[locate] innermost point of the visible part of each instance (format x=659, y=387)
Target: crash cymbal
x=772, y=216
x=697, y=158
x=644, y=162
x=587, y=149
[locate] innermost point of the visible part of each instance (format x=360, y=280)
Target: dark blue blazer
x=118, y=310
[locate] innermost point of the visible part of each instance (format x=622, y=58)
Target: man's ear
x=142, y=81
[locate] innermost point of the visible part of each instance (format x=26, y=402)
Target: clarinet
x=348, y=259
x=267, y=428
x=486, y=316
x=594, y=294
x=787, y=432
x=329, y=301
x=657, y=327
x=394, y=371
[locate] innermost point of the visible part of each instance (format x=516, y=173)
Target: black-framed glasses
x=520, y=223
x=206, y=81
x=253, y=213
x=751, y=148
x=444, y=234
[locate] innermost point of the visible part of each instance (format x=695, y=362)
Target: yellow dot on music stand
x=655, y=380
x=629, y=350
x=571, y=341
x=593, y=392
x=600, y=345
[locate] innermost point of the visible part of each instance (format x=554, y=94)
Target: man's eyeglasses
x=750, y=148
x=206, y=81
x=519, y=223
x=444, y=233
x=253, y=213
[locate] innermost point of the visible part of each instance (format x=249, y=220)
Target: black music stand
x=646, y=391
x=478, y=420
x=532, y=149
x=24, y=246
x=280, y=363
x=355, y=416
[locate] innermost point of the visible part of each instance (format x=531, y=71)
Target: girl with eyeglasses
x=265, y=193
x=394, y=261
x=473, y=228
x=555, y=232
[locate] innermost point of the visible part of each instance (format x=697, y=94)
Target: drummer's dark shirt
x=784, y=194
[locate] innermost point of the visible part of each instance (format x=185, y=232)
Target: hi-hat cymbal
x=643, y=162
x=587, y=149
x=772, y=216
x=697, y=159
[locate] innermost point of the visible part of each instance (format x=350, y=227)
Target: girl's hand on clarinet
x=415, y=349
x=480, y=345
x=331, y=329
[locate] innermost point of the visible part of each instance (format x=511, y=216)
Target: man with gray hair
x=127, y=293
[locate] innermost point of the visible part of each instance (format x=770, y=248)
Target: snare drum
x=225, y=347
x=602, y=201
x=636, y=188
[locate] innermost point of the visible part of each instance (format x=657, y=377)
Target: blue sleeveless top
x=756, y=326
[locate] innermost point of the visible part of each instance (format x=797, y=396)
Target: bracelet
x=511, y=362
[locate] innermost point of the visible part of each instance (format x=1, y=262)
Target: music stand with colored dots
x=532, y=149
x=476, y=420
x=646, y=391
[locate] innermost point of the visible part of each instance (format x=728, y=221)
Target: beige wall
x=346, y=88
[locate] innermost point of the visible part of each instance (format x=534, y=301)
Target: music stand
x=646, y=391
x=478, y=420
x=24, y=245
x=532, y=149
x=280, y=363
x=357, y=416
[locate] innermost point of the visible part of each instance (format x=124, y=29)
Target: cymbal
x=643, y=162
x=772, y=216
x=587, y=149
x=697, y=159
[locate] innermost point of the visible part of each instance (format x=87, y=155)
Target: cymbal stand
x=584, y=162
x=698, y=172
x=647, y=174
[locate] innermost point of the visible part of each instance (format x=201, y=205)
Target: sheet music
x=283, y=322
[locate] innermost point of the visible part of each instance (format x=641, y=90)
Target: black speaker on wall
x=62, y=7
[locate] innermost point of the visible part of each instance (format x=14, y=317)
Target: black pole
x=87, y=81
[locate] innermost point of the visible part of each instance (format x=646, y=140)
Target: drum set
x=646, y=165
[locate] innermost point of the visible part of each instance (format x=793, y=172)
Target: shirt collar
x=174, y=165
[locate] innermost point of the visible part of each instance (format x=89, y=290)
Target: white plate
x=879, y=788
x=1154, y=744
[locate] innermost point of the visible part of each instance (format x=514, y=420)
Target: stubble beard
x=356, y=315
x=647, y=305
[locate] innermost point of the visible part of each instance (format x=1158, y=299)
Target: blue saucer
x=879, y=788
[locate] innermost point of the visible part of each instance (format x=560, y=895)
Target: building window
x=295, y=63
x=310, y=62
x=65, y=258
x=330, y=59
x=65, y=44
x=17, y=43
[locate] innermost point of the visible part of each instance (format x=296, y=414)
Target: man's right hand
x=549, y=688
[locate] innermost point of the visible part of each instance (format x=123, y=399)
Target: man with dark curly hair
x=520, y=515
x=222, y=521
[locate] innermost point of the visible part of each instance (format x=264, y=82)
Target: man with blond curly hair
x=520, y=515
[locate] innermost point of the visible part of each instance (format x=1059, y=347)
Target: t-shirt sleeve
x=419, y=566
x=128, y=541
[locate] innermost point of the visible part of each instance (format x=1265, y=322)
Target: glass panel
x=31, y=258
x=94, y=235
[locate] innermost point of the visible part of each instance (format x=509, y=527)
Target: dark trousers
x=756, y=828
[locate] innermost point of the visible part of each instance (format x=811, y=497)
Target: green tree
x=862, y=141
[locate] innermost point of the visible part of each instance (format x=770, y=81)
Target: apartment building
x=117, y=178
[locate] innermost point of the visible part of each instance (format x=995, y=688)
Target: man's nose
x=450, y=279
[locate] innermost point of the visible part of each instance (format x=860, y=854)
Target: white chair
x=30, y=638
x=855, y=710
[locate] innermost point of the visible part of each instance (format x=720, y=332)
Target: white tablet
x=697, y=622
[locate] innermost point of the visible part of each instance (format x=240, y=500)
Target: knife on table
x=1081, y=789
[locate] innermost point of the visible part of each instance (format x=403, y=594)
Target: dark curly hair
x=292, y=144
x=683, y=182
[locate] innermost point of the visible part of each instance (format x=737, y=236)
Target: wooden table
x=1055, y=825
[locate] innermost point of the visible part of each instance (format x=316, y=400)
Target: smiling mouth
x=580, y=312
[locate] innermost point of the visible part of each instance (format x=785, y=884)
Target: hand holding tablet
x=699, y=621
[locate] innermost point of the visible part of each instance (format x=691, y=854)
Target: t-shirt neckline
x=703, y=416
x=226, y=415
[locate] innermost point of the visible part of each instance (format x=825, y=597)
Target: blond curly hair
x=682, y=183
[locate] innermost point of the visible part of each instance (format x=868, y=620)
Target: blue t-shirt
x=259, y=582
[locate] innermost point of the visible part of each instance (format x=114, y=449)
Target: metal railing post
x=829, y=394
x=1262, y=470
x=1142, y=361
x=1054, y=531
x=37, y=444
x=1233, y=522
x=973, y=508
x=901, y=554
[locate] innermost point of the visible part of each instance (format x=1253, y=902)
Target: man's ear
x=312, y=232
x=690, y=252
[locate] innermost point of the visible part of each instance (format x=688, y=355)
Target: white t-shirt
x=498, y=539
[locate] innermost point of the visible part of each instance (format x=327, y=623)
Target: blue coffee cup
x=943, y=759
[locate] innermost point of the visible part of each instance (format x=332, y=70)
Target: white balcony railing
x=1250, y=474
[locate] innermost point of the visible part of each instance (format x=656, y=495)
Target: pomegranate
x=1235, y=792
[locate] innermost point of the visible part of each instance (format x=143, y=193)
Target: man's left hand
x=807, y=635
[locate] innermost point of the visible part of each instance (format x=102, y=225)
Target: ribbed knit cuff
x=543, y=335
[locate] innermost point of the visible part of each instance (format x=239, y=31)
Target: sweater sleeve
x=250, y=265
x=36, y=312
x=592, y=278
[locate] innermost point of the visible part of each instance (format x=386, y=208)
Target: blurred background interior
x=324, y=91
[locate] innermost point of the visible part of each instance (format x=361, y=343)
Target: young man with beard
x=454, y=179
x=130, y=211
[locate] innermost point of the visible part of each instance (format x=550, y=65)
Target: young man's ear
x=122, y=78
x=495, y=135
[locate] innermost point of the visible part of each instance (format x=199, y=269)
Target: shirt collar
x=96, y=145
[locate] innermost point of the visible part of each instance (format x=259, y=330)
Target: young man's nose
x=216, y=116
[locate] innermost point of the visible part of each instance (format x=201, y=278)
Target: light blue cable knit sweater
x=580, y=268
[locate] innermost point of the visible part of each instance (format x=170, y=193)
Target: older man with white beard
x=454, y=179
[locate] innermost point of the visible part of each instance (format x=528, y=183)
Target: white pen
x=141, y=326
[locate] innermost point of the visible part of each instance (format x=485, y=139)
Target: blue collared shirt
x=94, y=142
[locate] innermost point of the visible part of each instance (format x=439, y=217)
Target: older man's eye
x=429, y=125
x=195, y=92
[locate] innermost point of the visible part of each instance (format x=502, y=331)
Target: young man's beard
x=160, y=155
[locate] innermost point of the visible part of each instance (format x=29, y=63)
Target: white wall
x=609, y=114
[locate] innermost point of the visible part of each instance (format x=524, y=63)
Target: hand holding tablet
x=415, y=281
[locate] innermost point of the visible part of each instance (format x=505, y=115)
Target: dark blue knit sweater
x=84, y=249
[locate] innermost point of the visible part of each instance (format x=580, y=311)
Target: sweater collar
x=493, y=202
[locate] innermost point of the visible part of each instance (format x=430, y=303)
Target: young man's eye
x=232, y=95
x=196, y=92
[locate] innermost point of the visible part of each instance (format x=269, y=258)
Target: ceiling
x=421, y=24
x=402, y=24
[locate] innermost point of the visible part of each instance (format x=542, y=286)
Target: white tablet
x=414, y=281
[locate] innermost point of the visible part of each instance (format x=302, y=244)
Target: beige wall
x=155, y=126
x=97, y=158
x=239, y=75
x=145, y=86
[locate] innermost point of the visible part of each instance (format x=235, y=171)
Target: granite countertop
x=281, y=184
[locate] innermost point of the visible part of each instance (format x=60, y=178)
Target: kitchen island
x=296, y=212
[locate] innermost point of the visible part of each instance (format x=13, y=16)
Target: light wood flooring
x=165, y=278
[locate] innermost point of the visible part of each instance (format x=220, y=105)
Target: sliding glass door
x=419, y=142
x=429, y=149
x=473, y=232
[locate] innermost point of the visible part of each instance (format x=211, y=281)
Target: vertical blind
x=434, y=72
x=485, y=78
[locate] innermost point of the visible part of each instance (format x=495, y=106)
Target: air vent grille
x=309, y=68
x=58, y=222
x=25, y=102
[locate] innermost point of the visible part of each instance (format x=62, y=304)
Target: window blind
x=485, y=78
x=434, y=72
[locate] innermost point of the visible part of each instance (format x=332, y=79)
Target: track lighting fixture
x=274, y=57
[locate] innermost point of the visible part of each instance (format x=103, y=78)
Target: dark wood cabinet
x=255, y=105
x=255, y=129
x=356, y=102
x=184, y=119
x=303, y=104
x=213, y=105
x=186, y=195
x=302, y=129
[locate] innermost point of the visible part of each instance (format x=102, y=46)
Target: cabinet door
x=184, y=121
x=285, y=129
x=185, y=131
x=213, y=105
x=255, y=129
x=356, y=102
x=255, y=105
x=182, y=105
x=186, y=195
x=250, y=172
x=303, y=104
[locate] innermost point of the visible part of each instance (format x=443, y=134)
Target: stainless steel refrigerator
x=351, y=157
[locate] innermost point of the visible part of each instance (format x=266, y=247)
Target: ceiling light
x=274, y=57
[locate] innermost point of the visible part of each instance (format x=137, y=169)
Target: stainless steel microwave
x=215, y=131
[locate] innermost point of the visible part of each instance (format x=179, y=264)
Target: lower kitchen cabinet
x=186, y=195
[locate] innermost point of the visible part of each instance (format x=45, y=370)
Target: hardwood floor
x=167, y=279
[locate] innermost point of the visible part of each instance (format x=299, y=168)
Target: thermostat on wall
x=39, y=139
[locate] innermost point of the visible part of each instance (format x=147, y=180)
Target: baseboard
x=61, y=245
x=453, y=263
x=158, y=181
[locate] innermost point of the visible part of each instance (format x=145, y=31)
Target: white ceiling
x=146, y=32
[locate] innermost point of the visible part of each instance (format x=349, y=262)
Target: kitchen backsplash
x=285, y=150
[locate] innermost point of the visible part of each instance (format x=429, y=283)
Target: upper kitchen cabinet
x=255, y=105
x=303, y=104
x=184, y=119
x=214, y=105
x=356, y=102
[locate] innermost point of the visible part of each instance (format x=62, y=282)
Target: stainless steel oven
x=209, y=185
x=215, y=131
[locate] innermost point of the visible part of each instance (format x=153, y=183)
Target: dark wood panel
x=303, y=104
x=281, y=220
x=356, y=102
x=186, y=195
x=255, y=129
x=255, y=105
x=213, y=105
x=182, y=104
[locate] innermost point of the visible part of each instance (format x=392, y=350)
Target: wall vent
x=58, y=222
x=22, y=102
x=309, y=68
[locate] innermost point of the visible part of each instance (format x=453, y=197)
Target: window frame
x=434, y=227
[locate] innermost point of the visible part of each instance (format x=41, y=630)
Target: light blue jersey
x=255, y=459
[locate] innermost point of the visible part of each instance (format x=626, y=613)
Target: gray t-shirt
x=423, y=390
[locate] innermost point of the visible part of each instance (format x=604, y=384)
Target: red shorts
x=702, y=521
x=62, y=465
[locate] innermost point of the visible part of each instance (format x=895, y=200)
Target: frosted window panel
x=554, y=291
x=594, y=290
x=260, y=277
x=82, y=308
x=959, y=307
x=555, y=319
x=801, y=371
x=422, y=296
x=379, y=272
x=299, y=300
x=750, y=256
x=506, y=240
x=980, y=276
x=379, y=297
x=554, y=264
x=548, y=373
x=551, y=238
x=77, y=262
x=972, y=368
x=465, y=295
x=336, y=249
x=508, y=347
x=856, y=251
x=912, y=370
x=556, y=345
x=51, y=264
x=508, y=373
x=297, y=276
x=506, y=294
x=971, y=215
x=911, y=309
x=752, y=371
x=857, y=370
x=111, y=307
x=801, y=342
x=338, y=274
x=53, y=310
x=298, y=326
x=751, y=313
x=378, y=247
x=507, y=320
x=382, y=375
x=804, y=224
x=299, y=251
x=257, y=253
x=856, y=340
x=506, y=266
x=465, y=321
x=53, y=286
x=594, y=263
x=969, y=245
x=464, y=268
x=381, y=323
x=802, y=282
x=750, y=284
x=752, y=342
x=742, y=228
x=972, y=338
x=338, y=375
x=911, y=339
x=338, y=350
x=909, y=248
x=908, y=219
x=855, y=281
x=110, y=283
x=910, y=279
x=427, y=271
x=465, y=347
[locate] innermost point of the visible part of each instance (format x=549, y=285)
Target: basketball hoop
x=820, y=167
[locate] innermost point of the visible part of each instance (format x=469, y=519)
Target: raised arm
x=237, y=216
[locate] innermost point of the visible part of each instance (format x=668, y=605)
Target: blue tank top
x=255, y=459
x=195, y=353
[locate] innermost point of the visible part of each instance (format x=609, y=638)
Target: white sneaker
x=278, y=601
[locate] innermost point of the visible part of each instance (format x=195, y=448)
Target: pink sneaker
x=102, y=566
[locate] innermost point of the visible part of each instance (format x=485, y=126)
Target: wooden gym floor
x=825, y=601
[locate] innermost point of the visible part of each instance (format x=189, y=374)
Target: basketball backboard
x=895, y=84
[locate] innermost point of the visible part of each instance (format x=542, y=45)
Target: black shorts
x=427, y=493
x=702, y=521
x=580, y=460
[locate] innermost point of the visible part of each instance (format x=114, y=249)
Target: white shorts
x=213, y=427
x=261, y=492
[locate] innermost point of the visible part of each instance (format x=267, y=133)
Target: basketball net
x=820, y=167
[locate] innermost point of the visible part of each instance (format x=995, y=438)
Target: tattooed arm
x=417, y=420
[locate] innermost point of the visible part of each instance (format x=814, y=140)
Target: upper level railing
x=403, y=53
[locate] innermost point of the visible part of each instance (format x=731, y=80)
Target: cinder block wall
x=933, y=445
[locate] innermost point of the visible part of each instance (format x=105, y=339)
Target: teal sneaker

**WHAT TO DO**
Write out the lines of the data between the line containing "(format x=502, y=331)" and the line containing "x=196, y=92", inclusive, with no changes.

**RESULT**
[locate] innermost point of the visible part of each instance (format x=502, y=331)
Target: young man's beard
x=160, y=155
[locate] innermost point of the visible part of each instance (format x=29, y=63)
Target: white wall
x=609, y=114
[locate] innermost point of the visible part of each instance (format x=524, y=63)
Target: hand holding tablet
x=415, y=281
[locate] innermost point of the visible part of each instance (format x=505, y=115)
Target: dark blue knit sweater
x=84, y=249
[locate] innermost point of the visible part of each instance (format x=580, y=311)
Target: sweater collar
x=493, y=202
[locate] innermost point of the visible part of each instance (format x=430, y=303)
Target: young man's eye
x=232, y=95
x=196, y=92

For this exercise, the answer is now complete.